- [Document]:
Unless there are objections I plan to apply this probably by the next
weekend, so that there is plenty of time for review and comment.

--
Alvaro Herrera                                http://www.CommandPrompt.com/
The PostgreSQL Company - Command Prompt, Inc.

Attachment

Re: [WIP] Add relminxid column to pg_class

From
Tom Lane
Date:
Alvaro Herrera <alvherre@commandprompt.com> writes:
> I just noticed a problem, which is why I labeled it a WIP: the current
> implementation turns pg_database.datminxid to InvalidTransactionId when
> the table that has the minimum relminxid is dropped.  The problem is
> that this could cause "vacuum starvation" if autovacuum is using
> datminxid to decide what database to vacuum, and the minimum Xid table
> is being dropped continuously.  I had refrained from calculating
> pg_database.datminxid each time said table is dropped, because doing it
> means scanning pg_class and locking pg_database -- I'm wary of deadlock
> problems.  Not sure what to do here.  (Maybe the answer is to do nothing
> -- this is a very low probability scenario anyway.  Opinions?)

I'd argue that you should do nothing, ie, dropping a table should never
affect datminxid.  The proper interpretation of the pg_database columns
is that we guarantee that all XID's in the database are *at least* thus-
and-so, not that the minimum is exact.

            regards, tom lane

Re: [WIP] Add relminxid column to pg_class

From
Alvaro Herrera
Date:
Tom Lane wrote:
> Alvaro Herrera <alvherre@commandprompt.com> writes:
> > I just noticed a problem, which is why I labeled it a WIP: the current
> > implementation turns pg_database.datminxid to InvalidTransactionId when
> > the table that has the minimum relminxid is dropped.
>
> I'd argue that you should do nothing, ie, dropping a table should never
> affect datminxid.  The proper interpretation of the pg_database columns
> is that we guarantee that all XID's in the database are *at least* thus-
> and-so, not that the minimum is exact.

Ah-ha, an easier approach.  This would mean either:

a) we need to seqscan pg_class each time to discover the minimum

b) we need a partial index on pg_class (relminxid) WHERE relkind = 'r'
to quickly discover the minimum
(Is the bootstrap mode able to create partial indexes?)

We need to do this after each vacuum.

We could arrange things so that autovacuum manages to do it only once
after processing a database instead of once per table, but this could be
fragile if the vacuuming dies partway through.

- [Objective 1]:
According to the relminxid thread, when do they need to find the minimum?
- [Objective 2]:
From the relminxid thread, reproduce word for word the part that opens with the words containing "b) we need a" and closes with "create partial indexes?)".
The listing comes from a different source.

- [Dataset excerpts]:
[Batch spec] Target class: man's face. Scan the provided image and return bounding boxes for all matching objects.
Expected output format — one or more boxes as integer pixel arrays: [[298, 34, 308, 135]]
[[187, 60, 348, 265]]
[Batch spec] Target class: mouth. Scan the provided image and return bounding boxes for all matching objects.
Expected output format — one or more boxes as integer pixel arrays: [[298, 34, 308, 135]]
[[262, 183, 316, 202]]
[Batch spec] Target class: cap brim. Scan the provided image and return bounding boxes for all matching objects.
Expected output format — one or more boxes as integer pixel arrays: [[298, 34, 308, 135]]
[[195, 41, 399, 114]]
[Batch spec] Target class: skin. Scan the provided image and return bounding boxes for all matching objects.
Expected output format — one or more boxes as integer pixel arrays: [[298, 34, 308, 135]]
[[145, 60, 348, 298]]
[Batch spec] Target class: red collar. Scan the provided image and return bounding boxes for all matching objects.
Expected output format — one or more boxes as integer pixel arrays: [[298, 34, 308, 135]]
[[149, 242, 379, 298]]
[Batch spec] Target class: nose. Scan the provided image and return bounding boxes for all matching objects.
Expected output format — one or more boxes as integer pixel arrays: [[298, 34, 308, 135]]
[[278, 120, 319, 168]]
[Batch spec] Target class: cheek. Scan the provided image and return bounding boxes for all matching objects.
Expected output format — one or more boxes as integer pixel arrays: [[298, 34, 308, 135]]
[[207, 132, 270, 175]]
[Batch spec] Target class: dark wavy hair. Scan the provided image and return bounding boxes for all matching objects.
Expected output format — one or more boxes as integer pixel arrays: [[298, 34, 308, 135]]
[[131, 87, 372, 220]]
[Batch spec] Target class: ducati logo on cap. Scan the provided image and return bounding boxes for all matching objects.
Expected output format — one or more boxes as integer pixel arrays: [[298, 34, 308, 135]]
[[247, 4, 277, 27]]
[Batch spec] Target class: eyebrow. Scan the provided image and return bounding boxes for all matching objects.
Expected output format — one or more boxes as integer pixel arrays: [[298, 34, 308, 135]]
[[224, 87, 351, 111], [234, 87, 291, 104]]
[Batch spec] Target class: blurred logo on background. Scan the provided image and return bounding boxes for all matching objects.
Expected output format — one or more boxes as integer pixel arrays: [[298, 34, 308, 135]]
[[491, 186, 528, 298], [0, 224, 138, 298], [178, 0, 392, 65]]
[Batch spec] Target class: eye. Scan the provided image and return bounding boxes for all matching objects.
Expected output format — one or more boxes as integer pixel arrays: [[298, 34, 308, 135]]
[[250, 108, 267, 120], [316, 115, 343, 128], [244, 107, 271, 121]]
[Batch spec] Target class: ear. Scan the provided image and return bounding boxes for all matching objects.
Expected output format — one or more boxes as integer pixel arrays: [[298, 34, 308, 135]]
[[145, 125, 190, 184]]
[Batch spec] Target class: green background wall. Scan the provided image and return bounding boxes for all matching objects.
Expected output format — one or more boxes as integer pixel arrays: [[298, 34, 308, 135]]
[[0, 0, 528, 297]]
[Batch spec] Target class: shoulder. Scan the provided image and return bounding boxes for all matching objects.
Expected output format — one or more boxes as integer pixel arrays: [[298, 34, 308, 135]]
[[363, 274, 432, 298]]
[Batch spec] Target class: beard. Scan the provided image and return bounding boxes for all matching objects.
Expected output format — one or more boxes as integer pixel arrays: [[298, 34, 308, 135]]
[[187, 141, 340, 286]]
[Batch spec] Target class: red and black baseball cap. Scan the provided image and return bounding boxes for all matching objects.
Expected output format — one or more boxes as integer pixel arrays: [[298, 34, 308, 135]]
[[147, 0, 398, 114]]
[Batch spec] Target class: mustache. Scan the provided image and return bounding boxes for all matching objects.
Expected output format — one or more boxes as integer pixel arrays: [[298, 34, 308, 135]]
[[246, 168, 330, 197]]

- [Exercise output 1]:
After each vacuum.

- [Exercise output 2]:
b) we need a partial index on pg_class (relminxid) WHERE relkind = 'r'
to quickly discover the minimum
(Is the bootstrap mode able to create partial indexes?)